What you have to do: Could you give the records below again exactly, without the pictures?

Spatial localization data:

━━━━━━━━━━━━━━━━

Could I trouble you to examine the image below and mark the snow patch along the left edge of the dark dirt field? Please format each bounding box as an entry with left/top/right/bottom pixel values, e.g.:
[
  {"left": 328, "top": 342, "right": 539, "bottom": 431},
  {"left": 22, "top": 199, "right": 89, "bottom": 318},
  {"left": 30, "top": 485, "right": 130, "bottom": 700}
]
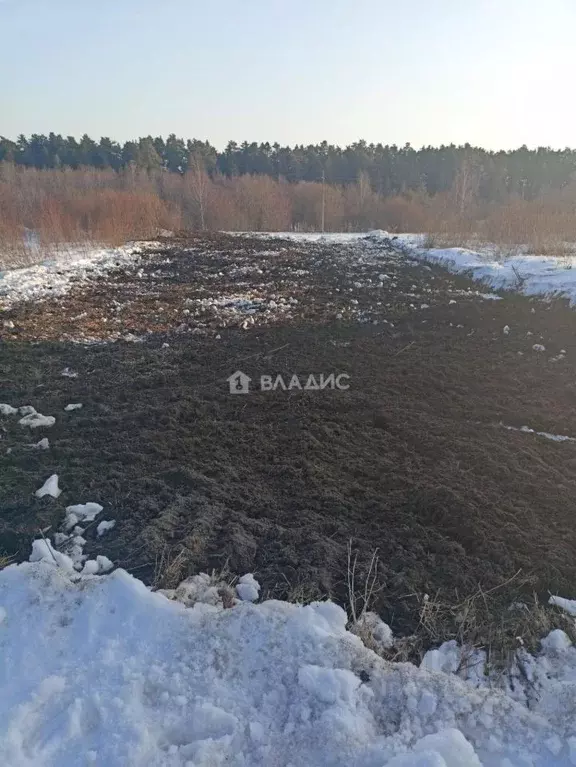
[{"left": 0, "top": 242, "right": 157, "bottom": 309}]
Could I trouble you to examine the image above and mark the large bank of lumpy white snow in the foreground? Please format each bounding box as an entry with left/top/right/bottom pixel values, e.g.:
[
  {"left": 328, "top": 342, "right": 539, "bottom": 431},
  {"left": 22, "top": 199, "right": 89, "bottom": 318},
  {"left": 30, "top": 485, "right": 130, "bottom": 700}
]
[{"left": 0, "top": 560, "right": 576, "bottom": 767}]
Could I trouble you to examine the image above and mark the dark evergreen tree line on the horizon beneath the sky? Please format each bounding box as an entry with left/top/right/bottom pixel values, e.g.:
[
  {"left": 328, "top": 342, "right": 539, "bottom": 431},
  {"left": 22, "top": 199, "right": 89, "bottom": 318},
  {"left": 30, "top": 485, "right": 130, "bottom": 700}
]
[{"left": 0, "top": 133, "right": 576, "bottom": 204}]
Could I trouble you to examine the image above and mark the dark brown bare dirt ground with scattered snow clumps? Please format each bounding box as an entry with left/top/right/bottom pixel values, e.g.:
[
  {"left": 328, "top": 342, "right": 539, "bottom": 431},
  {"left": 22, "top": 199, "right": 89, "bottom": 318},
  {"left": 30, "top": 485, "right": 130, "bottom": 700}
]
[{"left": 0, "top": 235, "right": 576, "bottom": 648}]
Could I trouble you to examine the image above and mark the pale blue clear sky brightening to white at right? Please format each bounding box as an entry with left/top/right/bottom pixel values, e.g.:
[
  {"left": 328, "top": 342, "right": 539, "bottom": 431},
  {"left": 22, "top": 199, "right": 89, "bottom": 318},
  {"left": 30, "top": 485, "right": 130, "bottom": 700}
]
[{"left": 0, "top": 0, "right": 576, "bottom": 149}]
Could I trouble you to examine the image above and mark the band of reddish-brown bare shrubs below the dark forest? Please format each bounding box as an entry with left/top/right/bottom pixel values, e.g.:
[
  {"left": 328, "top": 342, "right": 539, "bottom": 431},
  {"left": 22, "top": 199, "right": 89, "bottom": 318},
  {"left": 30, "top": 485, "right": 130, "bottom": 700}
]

━━━━━━━━━━━━━━━━

Exercise answer:
Could I trouble you to examine the image below and mark the snow patch along the left edge of the dark dirt field? Please format each bounding box as an entry with left/top/right/bottom pixel values, e.g.:
[
  {"left": 328, "top": 342, "right": 539, "bottom": 431},
  {"left": 22, "top": 199, "right": 89, "bottom": 318},
  {"left": 30, "top": 485, "right": 130, "bottom": 700}
]
[{"left": 0, "top": 242, "right": 157, "bottom": 309}]
Could I trouble you to examine the image above and mark the large bank of lumpy white snow in the foreground? Please format each bounding box as an entry with left/top/right/bottom pixel values, e.g.:
[
  {"left": 328, "top": 342, "right": 539, "bottom": 431},
  {"left": 22, "top": 199, "right": 89, "bottom": 318},
  {"left": 30, "top": 485, "right": 130, "bottom": 700}
]
[{"left": 0, "top": 560, "right": 576, "bottom": 767}]
Could I trouble you to examine the image above and mark the dark evergreen tree line on the horizon beneath the sky? Please format each bounding box as an entry with left/top/right/bottom pixel values, e.g.:
[
  {"left": 328, "top": 342, "right": 539, "bottom": 431},
  {"left": 22, "top": 199, "right": 89, "bottom": 318},
  {"left": 30, "top": 485, "right": 130, "bottom": 700}
]
[{"left": 0, "top": 133, "right": 576, "bottom": 204}]
Could I trouble you to examine the image above and mark the dark brown bare dirt ground with scattered snow clumps? Please format each bounding box as an entry with left/top/right/bottom pixel values, e.g.:
[
  {"left": 328, "top": 342, "right": 539, "bottom": 431},
  {"left": 22, "top": 199, "right": 89, "bottom": 318},
  {"left": 30, "top": 485, "right": 130, "bottom": 700}
]
[{"left": 0, "top": 235, "right": 576, "bottom": 648}]
Could I trouble you to examine the image above and mark the pale blue clear sky brightening to white at right? Please format each bounding box as an entry with left/top/right/bottom pixel values, e.g.:
[
  {"left": 328, "top": 342, "right": 539, "bottom": 431},
  {"left": 22, "top": 199, "right": 89, "bottom": 318},
  {"left": 30, "top": 485, "right": 130, "bottom": 700}
]
[{"left": 0, "top": 0, "right": 576, "bottom": 149}]
Could I trouble you to examine the image above and mark the band of reddish-brown bare shrubs below the dark forest? Please format each bounding box as an entry with left/top/right/bottom pixel values, e.g.:
[
  {"left": 328, "top": 342, "right": 539, "bottom": 431},
  {"left": 22, "top": 199, "right": 89, "bottom": 318},
  {"left": 30, "top": 485, "right": 130, "bottom": 700}
]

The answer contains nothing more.